[TASK OBJECTIVE] Reproduce the rows from the line that contains "the woman wearing" through the line that contains "point(21, 72)". Copy every line as given, but offset each coordinate in the answers by -114.

[RECORD SET]
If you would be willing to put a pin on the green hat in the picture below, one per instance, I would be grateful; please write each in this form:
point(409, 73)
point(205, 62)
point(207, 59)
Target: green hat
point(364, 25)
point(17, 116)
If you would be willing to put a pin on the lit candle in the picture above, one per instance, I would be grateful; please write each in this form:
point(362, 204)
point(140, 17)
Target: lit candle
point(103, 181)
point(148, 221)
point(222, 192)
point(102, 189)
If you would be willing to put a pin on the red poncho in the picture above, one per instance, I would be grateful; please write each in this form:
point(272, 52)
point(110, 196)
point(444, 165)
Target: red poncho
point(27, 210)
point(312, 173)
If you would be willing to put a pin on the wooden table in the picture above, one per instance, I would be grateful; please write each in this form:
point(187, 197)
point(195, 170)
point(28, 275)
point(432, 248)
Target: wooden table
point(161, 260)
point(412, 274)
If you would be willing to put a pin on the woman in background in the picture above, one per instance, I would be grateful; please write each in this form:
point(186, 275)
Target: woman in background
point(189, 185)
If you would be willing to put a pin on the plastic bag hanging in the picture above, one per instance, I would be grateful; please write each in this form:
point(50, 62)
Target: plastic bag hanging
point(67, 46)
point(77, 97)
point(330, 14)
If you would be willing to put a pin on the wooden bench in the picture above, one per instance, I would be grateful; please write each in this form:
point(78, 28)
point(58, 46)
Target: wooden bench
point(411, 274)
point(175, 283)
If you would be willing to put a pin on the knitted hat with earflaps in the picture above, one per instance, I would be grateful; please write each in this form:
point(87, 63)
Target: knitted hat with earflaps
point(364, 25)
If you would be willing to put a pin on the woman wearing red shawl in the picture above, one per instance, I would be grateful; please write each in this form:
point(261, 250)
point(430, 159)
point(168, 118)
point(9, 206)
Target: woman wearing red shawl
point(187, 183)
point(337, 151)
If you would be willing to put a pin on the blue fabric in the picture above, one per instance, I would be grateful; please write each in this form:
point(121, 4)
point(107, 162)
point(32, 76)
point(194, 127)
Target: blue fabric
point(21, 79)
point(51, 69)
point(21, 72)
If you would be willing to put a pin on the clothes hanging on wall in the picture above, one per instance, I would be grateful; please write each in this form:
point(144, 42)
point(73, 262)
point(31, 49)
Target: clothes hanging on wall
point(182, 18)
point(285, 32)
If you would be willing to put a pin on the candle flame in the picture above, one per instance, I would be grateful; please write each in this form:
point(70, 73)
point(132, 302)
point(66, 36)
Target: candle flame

[RESPONSE]
If you would be willing to put a pin on the woman wearing red shawl in the picture above, one per instance, I would be grateful; please write each in this form:
point(261, 250)
point(430, 159)
point(168, 118)
point(9, 206)
Target: woman wearing red shawl
point(73, 69)
point(223, 37)
If you would be willing to put a pin on the blue fabric in the picture above, one per instance, I would be grateful; please write each in this form:
point(121, 4)
point(107, 162)
point(32, 76)
point(194, 127)
Target: blue fabric
point(-93, -35)
point(-63, -45)
point(-93, -42)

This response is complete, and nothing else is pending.